** Begin **

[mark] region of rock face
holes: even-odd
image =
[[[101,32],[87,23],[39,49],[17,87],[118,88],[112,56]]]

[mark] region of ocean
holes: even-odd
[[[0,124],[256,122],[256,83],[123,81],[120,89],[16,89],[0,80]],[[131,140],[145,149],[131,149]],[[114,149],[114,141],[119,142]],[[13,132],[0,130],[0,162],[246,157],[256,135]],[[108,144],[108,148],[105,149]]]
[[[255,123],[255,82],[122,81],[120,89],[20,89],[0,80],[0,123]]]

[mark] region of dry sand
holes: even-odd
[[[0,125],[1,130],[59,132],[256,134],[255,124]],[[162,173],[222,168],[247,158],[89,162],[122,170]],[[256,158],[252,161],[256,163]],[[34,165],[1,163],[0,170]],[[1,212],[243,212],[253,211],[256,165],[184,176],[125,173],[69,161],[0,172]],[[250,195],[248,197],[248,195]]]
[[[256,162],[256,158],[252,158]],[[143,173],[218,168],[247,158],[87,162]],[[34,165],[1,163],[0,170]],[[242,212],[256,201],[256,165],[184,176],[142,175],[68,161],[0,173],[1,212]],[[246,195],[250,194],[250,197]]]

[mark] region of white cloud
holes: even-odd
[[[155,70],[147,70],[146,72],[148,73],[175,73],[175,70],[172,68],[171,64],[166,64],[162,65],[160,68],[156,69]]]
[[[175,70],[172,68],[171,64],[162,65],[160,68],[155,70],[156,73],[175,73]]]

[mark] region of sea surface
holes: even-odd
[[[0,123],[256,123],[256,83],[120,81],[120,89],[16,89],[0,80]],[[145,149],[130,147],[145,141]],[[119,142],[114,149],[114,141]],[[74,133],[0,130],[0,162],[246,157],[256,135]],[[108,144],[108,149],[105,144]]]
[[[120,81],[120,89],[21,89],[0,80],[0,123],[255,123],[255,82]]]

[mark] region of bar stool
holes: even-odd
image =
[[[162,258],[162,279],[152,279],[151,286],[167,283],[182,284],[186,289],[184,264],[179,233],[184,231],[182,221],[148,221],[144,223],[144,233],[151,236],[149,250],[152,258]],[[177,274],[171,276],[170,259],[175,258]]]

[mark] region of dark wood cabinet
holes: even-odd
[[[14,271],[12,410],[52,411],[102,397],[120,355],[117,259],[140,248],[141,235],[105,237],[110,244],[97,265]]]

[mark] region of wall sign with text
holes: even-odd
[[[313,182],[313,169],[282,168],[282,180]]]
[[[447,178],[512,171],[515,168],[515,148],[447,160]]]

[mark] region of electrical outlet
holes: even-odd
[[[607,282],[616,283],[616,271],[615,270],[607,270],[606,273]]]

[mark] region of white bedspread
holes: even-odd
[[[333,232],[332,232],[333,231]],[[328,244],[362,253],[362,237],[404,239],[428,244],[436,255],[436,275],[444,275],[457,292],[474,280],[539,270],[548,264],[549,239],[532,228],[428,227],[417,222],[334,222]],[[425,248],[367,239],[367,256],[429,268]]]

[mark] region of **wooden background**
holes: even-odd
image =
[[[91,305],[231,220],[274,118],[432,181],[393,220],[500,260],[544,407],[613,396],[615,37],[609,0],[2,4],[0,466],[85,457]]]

** End **

- _Aim_
Edit the records above by replacing every occurrence of "even-odd" with "nonzero". Leave everything else as it stands.

- _Solution for this task_
[mark] region of rock face
holes: nonzero
image =
[[[101,32],[87,23],[39,49],[17,87],[118,88],[112,56]]]

[mark] region of ocean
holes: nonzero
[[[0,124],[256,122],[256,83],[123,81],[120,89],[16,89],[0,80]],[[131,140],[145,149],[131,149]],[[114,149],[114,141],[119,142]],[[13,132],[0,130],[0,162],[246,157],[256,135]],[[108,144],[108,148],[105,149]]]
[[[255,123],[255,82],[122,81],[120,89],[20,89],[0,80],[0,123]]]

[mark] region of dry sand
holes: nonzero
[[[0,125],[1,130],[59,132],[256,134],[255,124]],[[162,173],[222,168],[247,158],[89,162],[122,170]],[[256,158],[252,161],[256,163]],[[34,165],[1,163],[0,170]],[[1,212],[243,212],[253,211],[256,165],[184,176],[125,173],[69,161],[0,172]],[[250,195],[248,197],[248,195]]]
[[[256,162],[256,158],[252,158]],[[143,173],[218,168],[247,158],[87,162]],[[34,165],[1,163],[0,170]],[[242,212],[256,201],[256,165],[184,176],[142,175],[68,161],[0,173],[1,212]],[[246,195],[250,194],[250,197]]]

[mark] region of white cloud
holes: nonzero
[[[155,70],[147,70],[146,72],[148,73],[175,73],[175,70],[172,68],[171,64],[166,64],[162,65],[160,68],[156,69]]]
[[[175,70],[172,68],[171,64],[162,65],[160,68],[155,70],[156,73],[175,73]]]

[mark] region of sea surface
holes: nonzero
[[[0,123],[256,123],[256,83],[120,81],[120,89],[16,89],[0,80]],[[145,149],[130,147],[145,141]],[[119,142],[114,149],[114,141]],[[74,133],[0,130],[0,162],[246,157],[256,135]],[[108,144],[108,149],[105,144]]]
[[[120,81],[120,89],[21,89],[0,80],[0,123],[255,123],[255,82]]]

[mark] region of bar stool
holes: nonzero
image =
[[[162,258],[162,279],[152,279],[151,286],[167,283],[182,284],[186,289],[184,264],[179,233],[184,231],[182,221],[148,221],[144,223],[144,233],[151,236],[149,250],[152,258]],[[177,274],[171,276],[170,259],[175,258]]]

[mark] region of dark wood cabinet
holes: nonzero
[[[14,271],[12,410],[52,411],[102,397],[120,355],[117,259],[140,248],[141,235],[105,237],[110,244],[97,265]]]

[mark] region of wall sign with text
holes: nonzero
[[[313,182],[313,169],[282,168],[282,180]]]
[[[447,178],[512,171],[515,168],[515,148],[447,160]]]

[mark] region of electrical outlet
holes: nonzero
[[[607,282],[616,283],[616,271],[615,270],[607,270],[606,273]]]

[mark] region of white bedspread
holes: nonzero
[[[333,232],[332,232],[333,231]],[[328,244],[362,253],[362,237],[404,239],[428,244],[436,255],[436,275],[444,275],[457,292],[474,280],[539,270],[548,264],[549,239],[532,228],[428,227],[417,222],[334,222]],[[425,248],[367,239],[367,256],[429,268]]]

[mark] region of **wooden background**
holes: nonzero
image =
[[[91,305],[231,220],[274,118],[432,181],[393,220],[500,260],[544,407],[613,396],[615,37],[609,0],[2,4],[0,466],[85,457]]]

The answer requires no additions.